(Stored dataset items)

════════

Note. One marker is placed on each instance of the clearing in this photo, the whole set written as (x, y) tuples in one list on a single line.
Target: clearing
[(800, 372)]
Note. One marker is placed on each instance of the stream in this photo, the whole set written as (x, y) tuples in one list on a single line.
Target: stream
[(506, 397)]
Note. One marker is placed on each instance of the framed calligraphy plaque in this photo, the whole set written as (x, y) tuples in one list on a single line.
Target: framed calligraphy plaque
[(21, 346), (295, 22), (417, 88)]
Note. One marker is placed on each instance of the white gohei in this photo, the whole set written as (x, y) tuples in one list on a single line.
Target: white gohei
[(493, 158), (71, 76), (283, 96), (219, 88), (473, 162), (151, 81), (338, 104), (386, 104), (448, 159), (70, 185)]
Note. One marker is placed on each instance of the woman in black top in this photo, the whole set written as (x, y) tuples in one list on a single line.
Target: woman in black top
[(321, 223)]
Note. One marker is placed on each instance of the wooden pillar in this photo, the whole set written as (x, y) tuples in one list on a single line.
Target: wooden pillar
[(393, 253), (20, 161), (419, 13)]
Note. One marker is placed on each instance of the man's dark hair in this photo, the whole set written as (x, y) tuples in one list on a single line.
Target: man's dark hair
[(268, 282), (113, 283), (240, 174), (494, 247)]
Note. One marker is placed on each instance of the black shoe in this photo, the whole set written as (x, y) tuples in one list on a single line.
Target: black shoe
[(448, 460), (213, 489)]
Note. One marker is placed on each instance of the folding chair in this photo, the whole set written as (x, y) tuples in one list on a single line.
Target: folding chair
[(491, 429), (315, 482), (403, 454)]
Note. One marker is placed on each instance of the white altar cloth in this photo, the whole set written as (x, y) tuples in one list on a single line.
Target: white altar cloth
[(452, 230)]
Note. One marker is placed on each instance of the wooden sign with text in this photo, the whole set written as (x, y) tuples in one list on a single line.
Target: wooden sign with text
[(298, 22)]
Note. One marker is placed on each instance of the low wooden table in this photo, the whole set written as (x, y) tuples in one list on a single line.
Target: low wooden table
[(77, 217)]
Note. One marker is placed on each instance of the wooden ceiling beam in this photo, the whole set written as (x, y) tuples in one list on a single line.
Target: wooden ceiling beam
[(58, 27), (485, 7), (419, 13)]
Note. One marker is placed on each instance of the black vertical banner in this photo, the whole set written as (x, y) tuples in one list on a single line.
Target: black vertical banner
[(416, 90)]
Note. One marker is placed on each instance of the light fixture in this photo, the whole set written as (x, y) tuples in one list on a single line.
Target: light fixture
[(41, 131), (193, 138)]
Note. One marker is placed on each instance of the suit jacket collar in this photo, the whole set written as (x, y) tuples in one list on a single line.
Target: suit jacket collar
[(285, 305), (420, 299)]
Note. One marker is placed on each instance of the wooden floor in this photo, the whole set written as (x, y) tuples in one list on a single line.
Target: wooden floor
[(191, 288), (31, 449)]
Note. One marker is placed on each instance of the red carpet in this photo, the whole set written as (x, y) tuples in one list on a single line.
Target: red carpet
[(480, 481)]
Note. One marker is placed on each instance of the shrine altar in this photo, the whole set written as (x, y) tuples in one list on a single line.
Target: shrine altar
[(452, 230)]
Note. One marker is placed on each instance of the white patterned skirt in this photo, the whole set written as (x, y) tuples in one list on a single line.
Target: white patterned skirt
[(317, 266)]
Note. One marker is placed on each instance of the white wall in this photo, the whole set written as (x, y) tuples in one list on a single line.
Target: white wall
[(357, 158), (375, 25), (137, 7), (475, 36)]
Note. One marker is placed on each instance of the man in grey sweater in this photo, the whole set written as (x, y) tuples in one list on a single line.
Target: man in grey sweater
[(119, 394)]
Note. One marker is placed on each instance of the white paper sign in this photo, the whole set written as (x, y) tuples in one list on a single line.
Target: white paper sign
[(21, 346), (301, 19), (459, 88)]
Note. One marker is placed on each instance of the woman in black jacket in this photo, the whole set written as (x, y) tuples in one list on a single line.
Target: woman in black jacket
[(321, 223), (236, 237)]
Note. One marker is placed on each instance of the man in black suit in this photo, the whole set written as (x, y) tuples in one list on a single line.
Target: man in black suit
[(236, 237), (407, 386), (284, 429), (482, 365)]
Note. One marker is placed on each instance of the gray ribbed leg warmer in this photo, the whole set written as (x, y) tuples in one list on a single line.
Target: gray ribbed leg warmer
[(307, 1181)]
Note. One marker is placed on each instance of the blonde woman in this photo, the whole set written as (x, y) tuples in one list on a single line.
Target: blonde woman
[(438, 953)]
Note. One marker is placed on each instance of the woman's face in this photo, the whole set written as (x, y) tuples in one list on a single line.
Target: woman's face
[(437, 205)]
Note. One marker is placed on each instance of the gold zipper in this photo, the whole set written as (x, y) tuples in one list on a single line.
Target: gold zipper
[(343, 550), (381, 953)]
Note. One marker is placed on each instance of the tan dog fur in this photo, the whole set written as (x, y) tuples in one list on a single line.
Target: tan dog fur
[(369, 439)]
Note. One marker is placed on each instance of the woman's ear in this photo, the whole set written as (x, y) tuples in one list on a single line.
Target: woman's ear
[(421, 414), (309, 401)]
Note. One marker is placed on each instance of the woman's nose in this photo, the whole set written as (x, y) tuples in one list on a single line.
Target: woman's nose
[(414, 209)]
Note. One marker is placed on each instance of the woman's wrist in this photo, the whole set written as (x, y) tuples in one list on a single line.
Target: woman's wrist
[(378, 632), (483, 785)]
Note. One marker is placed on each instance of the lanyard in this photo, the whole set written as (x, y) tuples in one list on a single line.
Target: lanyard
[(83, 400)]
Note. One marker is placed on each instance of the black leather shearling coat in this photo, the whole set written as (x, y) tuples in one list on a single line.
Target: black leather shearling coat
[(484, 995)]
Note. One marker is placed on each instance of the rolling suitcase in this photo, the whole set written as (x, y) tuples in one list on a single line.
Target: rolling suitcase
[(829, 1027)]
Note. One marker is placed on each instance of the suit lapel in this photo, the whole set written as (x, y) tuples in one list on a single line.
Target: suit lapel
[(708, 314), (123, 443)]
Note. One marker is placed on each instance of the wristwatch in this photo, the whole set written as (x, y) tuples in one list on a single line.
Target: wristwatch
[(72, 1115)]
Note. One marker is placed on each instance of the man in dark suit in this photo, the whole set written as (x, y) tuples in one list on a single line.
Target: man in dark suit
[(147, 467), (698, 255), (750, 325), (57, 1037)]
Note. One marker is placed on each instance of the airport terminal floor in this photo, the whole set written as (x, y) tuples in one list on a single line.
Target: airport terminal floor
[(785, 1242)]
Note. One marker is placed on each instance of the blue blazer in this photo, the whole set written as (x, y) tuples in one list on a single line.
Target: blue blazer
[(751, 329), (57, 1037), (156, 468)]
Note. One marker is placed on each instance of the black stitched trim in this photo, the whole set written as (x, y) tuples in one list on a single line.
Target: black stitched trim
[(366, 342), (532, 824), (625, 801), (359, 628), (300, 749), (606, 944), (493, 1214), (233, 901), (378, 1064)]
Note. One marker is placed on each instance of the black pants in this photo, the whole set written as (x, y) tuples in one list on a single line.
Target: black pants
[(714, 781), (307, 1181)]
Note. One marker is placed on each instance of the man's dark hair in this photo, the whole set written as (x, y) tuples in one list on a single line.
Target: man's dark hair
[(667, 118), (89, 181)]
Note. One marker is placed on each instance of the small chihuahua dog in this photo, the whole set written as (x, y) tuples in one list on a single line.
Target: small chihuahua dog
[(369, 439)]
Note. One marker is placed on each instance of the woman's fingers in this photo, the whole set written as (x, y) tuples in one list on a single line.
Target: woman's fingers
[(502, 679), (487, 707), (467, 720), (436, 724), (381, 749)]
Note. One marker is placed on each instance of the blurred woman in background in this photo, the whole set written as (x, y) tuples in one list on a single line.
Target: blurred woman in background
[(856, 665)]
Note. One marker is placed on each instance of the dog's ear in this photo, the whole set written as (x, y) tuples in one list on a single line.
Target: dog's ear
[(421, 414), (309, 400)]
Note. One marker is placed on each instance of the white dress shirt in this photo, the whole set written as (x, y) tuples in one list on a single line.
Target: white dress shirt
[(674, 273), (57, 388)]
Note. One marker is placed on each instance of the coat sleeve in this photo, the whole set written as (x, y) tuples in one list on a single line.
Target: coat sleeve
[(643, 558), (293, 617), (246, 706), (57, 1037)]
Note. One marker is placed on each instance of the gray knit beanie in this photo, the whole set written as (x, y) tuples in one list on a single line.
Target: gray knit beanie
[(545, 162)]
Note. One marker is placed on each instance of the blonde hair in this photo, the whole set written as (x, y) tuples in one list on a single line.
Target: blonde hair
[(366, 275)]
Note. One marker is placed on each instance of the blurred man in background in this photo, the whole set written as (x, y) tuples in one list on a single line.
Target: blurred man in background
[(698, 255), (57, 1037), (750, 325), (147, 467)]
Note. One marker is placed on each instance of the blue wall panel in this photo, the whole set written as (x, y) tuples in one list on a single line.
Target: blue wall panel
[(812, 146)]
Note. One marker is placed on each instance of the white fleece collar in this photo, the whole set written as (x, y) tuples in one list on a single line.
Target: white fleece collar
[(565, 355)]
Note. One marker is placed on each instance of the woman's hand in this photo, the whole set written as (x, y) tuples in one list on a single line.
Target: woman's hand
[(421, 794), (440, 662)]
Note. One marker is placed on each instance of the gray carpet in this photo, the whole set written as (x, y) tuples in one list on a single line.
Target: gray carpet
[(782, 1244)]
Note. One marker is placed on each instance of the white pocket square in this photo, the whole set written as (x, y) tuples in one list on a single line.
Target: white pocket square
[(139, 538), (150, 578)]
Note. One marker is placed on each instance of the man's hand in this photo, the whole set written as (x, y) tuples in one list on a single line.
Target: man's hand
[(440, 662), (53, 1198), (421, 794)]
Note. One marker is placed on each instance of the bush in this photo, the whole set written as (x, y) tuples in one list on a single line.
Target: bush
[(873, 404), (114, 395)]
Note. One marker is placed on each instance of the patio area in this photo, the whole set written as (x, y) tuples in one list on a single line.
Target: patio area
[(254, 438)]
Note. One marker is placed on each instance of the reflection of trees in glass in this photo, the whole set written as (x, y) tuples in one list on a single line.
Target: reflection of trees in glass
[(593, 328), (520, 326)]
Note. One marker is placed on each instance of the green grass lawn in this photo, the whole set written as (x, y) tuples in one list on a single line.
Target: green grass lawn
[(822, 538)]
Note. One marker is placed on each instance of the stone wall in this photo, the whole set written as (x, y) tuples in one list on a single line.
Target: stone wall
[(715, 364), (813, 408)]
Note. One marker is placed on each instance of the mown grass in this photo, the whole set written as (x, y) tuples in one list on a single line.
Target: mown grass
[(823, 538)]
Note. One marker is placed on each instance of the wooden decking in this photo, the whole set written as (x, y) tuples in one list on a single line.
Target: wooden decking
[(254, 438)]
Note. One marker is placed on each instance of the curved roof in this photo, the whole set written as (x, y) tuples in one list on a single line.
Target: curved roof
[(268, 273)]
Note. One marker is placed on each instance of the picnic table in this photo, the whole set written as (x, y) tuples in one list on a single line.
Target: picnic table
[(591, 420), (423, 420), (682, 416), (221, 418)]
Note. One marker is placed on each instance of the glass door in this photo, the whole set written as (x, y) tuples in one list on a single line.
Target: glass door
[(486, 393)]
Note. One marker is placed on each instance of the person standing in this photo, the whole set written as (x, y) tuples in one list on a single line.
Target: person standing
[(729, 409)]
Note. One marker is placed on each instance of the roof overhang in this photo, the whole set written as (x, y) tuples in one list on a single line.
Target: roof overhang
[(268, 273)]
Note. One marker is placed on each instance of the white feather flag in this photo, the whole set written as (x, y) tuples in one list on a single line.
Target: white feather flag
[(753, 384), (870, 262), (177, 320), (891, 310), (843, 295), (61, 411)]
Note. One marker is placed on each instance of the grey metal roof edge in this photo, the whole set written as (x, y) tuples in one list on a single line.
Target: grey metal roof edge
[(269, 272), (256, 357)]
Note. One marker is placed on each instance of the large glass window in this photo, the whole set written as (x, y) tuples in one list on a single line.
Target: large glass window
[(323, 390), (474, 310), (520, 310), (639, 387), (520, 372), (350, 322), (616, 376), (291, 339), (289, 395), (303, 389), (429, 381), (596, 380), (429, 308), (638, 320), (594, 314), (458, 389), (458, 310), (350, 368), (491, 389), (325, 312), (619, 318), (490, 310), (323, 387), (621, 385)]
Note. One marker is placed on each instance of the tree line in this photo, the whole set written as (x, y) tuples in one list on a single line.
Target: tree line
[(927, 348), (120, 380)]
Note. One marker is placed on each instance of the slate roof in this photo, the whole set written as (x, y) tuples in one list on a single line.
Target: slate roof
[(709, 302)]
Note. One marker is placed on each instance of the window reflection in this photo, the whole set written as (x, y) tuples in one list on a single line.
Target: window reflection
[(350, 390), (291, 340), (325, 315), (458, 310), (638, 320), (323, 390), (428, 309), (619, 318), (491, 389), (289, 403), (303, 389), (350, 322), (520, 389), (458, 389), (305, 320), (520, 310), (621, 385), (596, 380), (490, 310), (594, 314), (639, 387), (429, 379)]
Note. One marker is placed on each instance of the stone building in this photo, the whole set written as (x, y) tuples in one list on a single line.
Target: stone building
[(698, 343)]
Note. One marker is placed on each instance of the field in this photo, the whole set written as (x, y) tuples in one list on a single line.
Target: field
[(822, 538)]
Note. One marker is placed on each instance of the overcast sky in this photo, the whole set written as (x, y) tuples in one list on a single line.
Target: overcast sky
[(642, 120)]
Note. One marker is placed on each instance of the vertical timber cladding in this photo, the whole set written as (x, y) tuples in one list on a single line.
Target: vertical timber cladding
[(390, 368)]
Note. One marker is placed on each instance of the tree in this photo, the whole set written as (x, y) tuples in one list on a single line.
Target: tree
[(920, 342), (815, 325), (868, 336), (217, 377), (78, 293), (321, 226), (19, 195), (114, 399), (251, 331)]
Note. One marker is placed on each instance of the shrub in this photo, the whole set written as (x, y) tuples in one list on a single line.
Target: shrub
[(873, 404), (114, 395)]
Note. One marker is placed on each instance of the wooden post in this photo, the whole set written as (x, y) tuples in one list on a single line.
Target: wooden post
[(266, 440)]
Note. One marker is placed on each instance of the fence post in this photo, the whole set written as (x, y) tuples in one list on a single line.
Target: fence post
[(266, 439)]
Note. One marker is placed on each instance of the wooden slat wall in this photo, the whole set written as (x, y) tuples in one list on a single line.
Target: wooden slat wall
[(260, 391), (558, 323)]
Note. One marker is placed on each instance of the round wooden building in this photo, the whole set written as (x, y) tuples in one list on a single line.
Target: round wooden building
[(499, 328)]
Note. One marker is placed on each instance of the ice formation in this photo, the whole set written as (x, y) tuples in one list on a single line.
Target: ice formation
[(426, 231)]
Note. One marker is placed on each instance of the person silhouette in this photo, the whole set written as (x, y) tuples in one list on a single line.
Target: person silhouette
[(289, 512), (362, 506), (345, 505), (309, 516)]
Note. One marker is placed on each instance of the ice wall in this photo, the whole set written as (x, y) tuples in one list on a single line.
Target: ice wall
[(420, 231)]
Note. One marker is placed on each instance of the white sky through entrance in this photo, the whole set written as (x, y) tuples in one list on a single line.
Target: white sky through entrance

════════

Exactly repeat the lines from the line that contains "Target: ice wall" to the end of the entries, both included, and leave out all other lines.

• [Task output]:
Target: ice wall
[(420, 231)]
Note. One marker is placed on each instance of the white sky through entrance in this photo, the whole set written as (x, y) tuples in one list on a single line.
Target: white sky through entrance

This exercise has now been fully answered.